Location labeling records
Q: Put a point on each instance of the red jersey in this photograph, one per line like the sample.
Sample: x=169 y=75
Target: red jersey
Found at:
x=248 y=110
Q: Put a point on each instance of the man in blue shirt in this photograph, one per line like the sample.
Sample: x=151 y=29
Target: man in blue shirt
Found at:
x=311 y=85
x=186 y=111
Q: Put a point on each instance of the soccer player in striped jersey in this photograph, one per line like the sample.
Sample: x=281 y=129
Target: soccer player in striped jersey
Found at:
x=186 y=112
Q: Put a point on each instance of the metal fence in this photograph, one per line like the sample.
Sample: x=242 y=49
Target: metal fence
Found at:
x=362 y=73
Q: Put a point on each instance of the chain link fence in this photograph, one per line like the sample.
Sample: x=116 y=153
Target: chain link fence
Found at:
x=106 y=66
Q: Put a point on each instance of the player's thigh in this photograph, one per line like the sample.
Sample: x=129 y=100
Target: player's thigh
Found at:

WHAT YOU NEED TO DO — Rewrite the data above, replacing every occurrence of "Found at" with "Located at" and keeping everything else the same.

WRITTEN REPLY —
Q: Put a point on each instance of the red jersey in this photograph, one per line like the sample.
Sample: x=169 y=75
Target: red jersey
Located at:
x=248 y=110
Q: Put a point on each instance of the man in blue shirt in this photograph, one per line like the sample.
Sample: x=151 y=29
Target: man in blue shirt
Located at:
x=311 y=85
x=186 y=111
Q: Put a point on each instance of the soccer player in striped jersey in this photograph, one per line like the sample.
Sample: x=281 y=129
Target: soccer player in striped jersey
Located at:
x=186 y=112
Q: Put a point on each instance of the metal fence in this photograph, one per line like the sample.
Sample: x=242 y=49
Target: metal fence
Located at:
x=362 y=73
Q: Put a point on each instance of the chain link fence in this photograph, one per line like the sample.
Sample: x=116 y=153
Target: chain link fence
Located at:
x=106 y=66
Q: Put a point on each instance of the player's thigh in this photograph, one per line like the sample.
Sample: x=129 y=100
Target: player's thigh
Located at:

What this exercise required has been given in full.